■ RECORD EXCERPTS ■
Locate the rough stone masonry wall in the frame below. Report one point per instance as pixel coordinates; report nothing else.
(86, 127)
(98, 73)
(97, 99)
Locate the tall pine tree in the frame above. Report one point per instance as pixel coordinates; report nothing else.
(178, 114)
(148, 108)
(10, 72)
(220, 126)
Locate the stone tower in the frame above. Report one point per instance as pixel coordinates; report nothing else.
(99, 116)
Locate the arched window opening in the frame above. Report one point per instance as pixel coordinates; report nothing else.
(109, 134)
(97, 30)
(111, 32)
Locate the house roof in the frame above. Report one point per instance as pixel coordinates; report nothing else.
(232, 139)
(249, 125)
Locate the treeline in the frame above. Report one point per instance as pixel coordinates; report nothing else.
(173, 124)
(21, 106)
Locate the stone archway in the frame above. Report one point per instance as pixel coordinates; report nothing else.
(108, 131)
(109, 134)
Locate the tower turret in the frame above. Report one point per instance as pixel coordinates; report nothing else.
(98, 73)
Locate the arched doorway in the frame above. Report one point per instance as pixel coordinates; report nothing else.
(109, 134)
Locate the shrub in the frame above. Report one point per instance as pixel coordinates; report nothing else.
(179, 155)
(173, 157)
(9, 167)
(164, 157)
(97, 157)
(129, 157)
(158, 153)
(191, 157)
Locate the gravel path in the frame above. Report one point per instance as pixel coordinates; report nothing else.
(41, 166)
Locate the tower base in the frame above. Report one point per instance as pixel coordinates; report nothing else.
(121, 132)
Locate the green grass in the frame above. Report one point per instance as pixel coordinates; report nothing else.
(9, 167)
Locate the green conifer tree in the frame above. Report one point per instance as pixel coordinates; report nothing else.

■ REQUIRED ACTION ■
Transcribe nothing except the lines from the one with "Locate the tower turret" through the end of the data above, each exactly as it appears.

■ FINISHED EXERCISE ■
Locate the tower turret in the frame above. Report one point per instance as pixel coordinates; report nothing else.
(98, 73)
Locate the arched doorway in the frame above. Report one point per instance as pixel coordinates; report nothing else.
(109, 134)
Locate the shrub in the frame above. Report one point per instance as pixel coordinates; report nothing else.
(179, 155)
(173, 157)
(9, 167)
(164, 157)
(97, 157)
(129, 157)
(158, 153)
(191, 157)
Locate the gravel path in the frame above. Report one point per instance as pixel coordinates; report nothing else.
(41, 166)
Locate the tower base in the frame above. Report one point per instance as pixel coordinates; report nothing else.
(121, 132)
Locate the green grass in the frame above. Report one point per instance as pixel coordinates; report nothing else.
(9, 167)
Locate the green conifer tree in the frame above. Report one point per instance as pixel coordinates; report nothing else.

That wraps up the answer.